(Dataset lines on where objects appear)

-- Begin --

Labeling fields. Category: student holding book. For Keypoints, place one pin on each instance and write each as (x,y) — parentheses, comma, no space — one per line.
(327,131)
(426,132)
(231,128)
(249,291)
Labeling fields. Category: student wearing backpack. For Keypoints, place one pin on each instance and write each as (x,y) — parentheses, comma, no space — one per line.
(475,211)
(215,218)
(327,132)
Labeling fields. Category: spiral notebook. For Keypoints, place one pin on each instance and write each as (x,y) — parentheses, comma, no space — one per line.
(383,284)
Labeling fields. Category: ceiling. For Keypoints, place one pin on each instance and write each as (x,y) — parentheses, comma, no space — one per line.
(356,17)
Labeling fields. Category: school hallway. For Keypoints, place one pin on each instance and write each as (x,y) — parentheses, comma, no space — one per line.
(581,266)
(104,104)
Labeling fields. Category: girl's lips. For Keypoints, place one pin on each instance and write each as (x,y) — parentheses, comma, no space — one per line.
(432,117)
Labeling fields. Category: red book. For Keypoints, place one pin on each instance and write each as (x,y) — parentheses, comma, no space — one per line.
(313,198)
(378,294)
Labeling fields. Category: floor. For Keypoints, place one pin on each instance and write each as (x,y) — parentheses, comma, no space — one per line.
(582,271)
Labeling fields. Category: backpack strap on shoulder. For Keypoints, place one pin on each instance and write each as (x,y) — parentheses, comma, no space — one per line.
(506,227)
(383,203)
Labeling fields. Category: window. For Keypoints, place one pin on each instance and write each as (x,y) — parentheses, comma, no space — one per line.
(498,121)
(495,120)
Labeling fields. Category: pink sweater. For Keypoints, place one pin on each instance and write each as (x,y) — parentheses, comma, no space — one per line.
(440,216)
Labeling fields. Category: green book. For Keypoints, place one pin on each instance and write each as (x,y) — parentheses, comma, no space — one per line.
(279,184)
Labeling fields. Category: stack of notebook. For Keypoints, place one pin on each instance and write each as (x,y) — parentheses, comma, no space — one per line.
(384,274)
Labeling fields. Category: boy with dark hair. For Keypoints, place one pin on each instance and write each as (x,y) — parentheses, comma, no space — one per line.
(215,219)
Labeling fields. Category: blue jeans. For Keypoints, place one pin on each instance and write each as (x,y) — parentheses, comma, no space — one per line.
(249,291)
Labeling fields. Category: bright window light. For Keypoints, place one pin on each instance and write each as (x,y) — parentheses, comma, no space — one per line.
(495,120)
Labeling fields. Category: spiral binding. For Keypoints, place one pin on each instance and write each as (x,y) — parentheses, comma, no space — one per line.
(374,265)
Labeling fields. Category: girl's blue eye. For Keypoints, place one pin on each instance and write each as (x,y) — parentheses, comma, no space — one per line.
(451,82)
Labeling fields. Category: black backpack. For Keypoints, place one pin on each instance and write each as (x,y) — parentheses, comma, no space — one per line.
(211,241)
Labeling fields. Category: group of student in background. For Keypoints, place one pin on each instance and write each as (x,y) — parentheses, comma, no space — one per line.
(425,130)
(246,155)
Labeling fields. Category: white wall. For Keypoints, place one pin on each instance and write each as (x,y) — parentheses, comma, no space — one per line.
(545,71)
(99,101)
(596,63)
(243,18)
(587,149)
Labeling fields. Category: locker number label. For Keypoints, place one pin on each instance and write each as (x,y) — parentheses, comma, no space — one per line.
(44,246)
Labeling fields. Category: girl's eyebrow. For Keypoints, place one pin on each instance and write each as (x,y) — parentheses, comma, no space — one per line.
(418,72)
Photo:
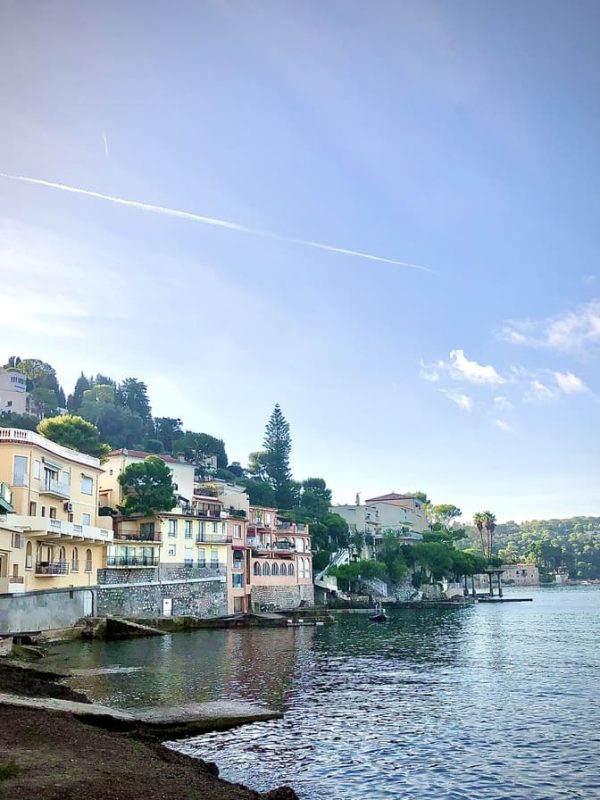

-- End --

TASK: Rewrite the lines above as a numbered list and skip any blank lines. Include every line but leave out the pictures.

ANSWER TO THE TASK:
1. Labeling fields. Category: student holding book. For Keypoints, place one pin on each instance and write each as (x,y) — parentheses, comma, no space — one per line.
2. (327,131)
3. (426,132)
4. (231,128)
5. (249,291)
6. Labeling fields. Category: student wearing backpack. For Keypoints, place one pin on each instance and write each as (x,y) — parentheses, comma, no space — one per line.
7. (475,211)
8. (215,218)
9. (327,132)
10. Labeling fields. Category: spiral notebook. For Keypoints, place one pin on each instance and write each as (x,y) — parentheses, comma, no space — one per line.
11. (383,284)
12. Labeling fields. Category: ceiling. For Keypoints, place one pin on each instance and write each as (x,y) — parentheses, comma, no space — one per line.
13. (356,17)
14. Labeling fields. Category: school hallway. For Keypoints, place one pin on each instance and write each as (x,y) — parentheses, comma, no space — one per line.
15. (581,266)
16. (104,104)
17. Labeling fields. Category: girl's lips. For Keypoints, place one pin on each instance and write each as (x,y) — parentheses, comma, no space — one per line.
18. (432,117)
19. Labeling fields. Category: red book. For Keypoints, place one pin on each instance and write each as (x,y) — parentheses, comma, no space — one per line.
20. (313,198)
21. (378,294)
22. Labeling fields. Category: floor. For Keypoints, place one pin on each instance and write each as (x,y) — parentheses, comma, no space — one per line.
23. (582,271)
24. Labeling fields. Category: backpack strap on shoulder. For Keypoints, place one pin on each instance and write each as (x,y) — parentheses, comma, no space — one per line.
25. (506,227)
26. (383,203)
27. Labeling fields. Category: window. For Keypoints, place one pin on each instance and write each as (x,y) — parentheses, comma, no space — one per line.
28. (498,121)
29. (495,120)
30. Labeling fields. Category: pink sweater. For Keypoints, place one pin on each instance and write each as (x,y) — parentheses, comma, no space — one per line.
31. (440,216)
32. Labeling fields. Category: green book. For Keypoints, place one pin on each instance and write each as (x,y) — parentheses, comma, no space — one per line.
33. (279,184)
34. Labeling fields. Category: stack of notebook. For Keypoints, place one pin on each instance and write each as (x,y) — parentheses, comma, no space — one per line.
35. (384,274)
36. Labeling fields. Category: boy with dark hair. For Keypoints, place one pin on each instance and write each as (x,y) — parentheses, comma, no space — one per line.
37. (215,219)
38. Labeling fields. Category: blue jeans. For Keypoints, place one pin on each instance and write each as (x,y) — parentheses, comma, no space — one per line.
39. (249,291)
40. Labeling fields. Category: bright window light. For Keypoints, place one pin on each instance and write each as (x,y) — parentheses, comma, no space — one per line.
41. (495,120)
42. Labeling fields. Category: spiral binding. For Keypoints, place one pin on each instance and write each as (x,y) — parentheses, comma, no space — one per line.
43. (374,265)
44. Labeling fields. Category: girl's blue eye. For Keypoints, place one pin on each instance and write each as (x,y) — parentheses, comma, no space — one per line.
45. (451,82)
46. Labeling fields. Category: black backpack. For Keypoints, place one pin on each instance and write each as (x,y) — parentheses, comma, no space — one per line.
47. (211,241)
48. Labeling fields. Category: group of student in background. For Keypoints, place one pin on each instance and write each as (x,y) — parentheses, comma, no space — one per line.
49. (425,130)
50. (246,155)
51. Labeling fields. Category: white wall. For Keypoints, place one pin on each instance and write each as (x,y) — parentheses, comma, no space — one per line.
52. (545,71)
53. (99,101)
54. (596,63)
55. (243,18)
56. (587,149)
57. Labeling fields. Category: locker number label. For Keypoints, place one pin on each instance and write each as (x,y) — parentheses, comma, no space — one per line.
58. (44,246)
59. Labeling fields. Category: girl's eyebrow. For Keypoints, place one pin on each instance and write each as (x,y) — parentheses, comma, no space — one per line.
60. (418,72)
61. Photo:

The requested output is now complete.